**Exercise brief**
Copy out, character for character, the stretch of lines that opens with the line containing "Expected: a point inside each instance of the white" and closes with the line containing "point(17, 82)", both of those lines included.

**Given records**
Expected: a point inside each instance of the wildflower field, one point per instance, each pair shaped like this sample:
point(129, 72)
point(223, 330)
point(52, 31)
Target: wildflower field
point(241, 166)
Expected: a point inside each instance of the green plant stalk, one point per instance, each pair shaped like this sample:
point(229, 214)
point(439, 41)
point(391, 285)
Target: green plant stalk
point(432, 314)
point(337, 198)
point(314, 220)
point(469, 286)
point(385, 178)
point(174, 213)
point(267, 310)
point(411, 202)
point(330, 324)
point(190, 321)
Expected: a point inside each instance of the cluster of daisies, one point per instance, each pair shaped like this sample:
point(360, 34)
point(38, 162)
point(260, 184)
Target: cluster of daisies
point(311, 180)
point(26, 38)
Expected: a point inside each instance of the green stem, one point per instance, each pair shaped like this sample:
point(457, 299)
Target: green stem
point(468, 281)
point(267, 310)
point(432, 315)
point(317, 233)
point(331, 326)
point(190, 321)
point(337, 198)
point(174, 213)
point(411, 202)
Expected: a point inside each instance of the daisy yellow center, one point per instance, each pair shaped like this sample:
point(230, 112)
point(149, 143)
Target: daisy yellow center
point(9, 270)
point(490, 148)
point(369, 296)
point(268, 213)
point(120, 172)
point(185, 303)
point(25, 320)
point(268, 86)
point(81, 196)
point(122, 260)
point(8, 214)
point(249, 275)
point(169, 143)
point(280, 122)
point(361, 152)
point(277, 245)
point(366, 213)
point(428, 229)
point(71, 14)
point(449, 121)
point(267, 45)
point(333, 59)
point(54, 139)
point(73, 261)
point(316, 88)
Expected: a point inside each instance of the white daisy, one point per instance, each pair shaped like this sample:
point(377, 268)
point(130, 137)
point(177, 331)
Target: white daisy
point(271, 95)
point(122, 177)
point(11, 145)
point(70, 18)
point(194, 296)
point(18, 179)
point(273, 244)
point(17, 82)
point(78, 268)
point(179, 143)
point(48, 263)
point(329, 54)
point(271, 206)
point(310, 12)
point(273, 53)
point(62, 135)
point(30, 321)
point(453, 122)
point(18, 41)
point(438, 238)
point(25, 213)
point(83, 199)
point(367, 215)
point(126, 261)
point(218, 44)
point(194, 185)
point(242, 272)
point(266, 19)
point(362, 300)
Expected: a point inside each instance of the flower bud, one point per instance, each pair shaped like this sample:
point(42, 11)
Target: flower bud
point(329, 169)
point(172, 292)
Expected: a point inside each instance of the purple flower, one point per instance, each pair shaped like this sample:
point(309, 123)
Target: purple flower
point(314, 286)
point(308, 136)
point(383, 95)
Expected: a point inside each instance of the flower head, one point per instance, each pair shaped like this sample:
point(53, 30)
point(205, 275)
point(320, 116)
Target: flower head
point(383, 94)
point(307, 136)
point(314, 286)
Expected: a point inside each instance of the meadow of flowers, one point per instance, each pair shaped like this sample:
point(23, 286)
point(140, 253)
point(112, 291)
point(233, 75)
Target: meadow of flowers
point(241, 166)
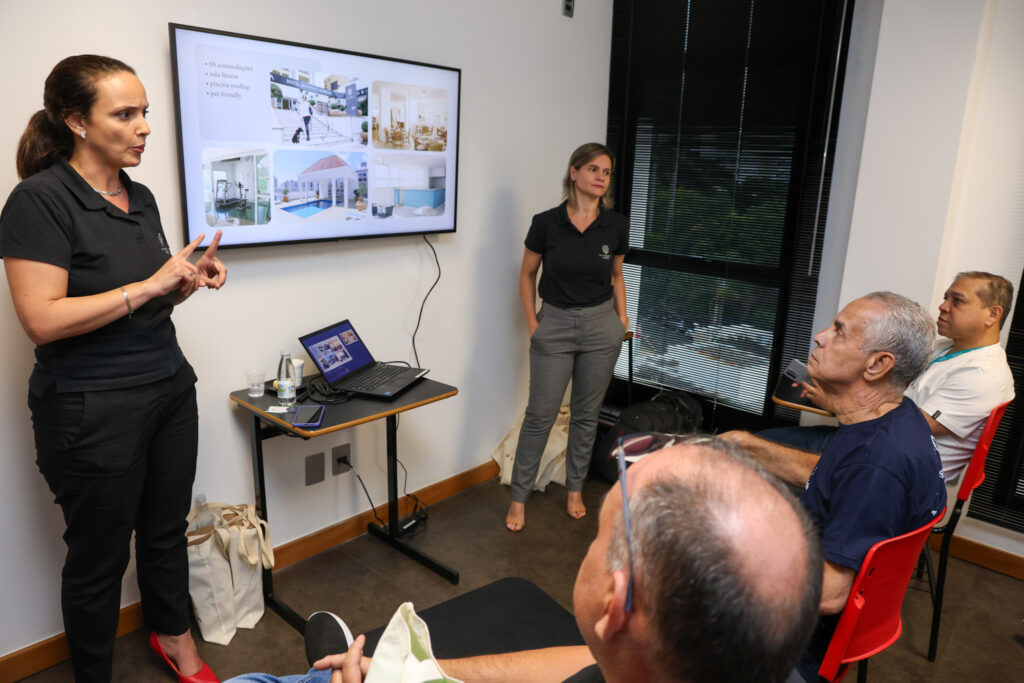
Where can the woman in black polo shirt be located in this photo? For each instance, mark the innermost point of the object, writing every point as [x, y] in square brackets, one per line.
[113, 398]
[580, 329]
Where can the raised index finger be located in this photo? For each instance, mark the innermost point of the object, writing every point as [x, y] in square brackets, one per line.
[190, 247]
[211, 251]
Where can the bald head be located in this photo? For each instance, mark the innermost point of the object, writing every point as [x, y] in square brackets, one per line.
[727, 563]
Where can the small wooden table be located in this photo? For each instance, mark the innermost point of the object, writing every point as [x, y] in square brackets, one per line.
[355, 411]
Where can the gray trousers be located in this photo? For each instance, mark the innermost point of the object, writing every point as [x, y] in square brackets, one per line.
[578, 343]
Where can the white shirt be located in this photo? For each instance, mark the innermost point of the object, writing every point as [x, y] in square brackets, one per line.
[958, 393]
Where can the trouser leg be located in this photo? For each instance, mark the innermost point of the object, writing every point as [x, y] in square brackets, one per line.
[97, 482]
[550, 368]
[161, 557]
[93, 450]
[591, 374]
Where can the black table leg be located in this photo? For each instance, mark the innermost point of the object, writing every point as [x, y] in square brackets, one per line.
[256, 436]
[389, 532]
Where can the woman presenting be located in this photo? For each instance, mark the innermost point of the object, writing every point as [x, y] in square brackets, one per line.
[113, 399]
[579, 332]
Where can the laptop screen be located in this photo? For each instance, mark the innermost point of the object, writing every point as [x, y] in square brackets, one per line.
[337, 350]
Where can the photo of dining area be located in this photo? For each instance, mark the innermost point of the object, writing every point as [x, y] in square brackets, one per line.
[409, 117]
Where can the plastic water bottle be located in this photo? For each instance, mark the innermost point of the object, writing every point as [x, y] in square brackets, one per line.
[286, 380]
[204, 516]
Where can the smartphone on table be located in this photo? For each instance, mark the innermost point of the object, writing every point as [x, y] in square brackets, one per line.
[307, 416]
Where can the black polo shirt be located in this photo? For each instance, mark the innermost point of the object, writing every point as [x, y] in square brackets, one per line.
[577, 265]
[55, 217]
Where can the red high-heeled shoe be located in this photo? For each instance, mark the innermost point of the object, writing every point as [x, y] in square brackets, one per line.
[204, 675]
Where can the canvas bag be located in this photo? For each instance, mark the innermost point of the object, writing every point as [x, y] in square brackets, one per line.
[210, 582]
[225, 561]
[403, 653]
[246, 540]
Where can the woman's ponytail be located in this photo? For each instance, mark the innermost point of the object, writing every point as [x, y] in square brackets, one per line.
[71, 88]
[42, 144]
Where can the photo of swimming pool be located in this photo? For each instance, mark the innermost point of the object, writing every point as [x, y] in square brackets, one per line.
[309, 208]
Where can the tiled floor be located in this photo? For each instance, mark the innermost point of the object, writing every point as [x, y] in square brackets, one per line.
[364, 581]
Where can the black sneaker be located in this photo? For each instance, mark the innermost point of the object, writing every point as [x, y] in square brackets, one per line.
[326, 634]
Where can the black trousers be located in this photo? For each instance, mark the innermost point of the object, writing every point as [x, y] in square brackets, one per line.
[120, 461]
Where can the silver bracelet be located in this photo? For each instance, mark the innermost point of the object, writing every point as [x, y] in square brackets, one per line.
[124, 293]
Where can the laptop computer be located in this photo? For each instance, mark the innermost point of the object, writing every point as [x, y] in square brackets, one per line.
[346, 364]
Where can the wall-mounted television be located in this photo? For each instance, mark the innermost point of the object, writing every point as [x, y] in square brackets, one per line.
[283, 142]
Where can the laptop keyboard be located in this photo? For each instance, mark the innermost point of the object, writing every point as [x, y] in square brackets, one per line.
[374, 377]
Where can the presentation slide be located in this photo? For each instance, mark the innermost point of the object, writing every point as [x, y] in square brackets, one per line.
[283, 142]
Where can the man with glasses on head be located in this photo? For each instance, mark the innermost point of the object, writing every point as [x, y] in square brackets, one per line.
[709, 573]
[880, 475]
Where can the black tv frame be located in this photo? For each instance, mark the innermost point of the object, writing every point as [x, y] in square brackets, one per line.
[451, 209]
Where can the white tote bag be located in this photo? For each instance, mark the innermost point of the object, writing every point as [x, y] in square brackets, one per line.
[225, 562]
[210, 583]
[247, 541]
[403, 654]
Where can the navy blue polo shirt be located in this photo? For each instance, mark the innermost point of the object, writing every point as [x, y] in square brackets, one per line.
[577, 265]
[877, 479]
[55, 217]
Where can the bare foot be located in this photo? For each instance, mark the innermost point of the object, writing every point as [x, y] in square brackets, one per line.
[516, 518]
[574, 506]
[181, 650]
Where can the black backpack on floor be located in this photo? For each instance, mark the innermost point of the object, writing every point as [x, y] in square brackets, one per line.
[669, 412]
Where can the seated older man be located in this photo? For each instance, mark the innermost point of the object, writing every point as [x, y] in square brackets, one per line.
[880, 475]
[967, 378]
[713, 575]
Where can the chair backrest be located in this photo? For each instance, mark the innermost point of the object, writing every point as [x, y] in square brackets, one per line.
[870, 621]
[975, 472]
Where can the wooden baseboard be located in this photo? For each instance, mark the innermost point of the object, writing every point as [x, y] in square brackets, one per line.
[982, 555]
[46, 653]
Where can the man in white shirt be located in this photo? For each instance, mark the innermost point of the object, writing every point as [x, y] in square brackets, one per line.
[969, 376]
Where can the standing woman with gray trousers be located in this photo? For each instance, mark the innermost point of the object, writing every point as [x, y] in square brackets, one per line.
[580, 329]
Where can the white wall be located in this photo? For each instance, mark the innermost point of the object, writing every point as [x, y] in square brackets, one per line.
[535, 85]
[939, 181]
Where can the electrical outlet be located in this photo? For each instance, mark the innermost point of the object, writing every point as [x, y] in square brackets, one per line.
[341, 459]
[314, 468]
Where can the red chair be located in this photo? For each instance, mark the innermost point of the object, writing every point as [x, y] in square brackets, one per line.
[870, 621]
[971, 479]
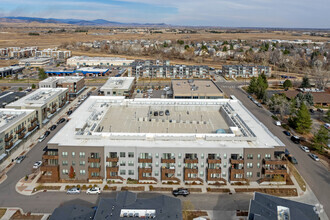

**Worked answer**
Expected: a point inside each instance of the white daisy, one point per instance, each pair shaped like this sample:
point(377, 268)
point(130, 137)
point(177, 331)
Target: white daisy
point(271, 95)
point(122, 177)
point(11, 145)
point(70, 18)
point(194, 296)
point(18, 179)
point(273, 244)
point(17, 82)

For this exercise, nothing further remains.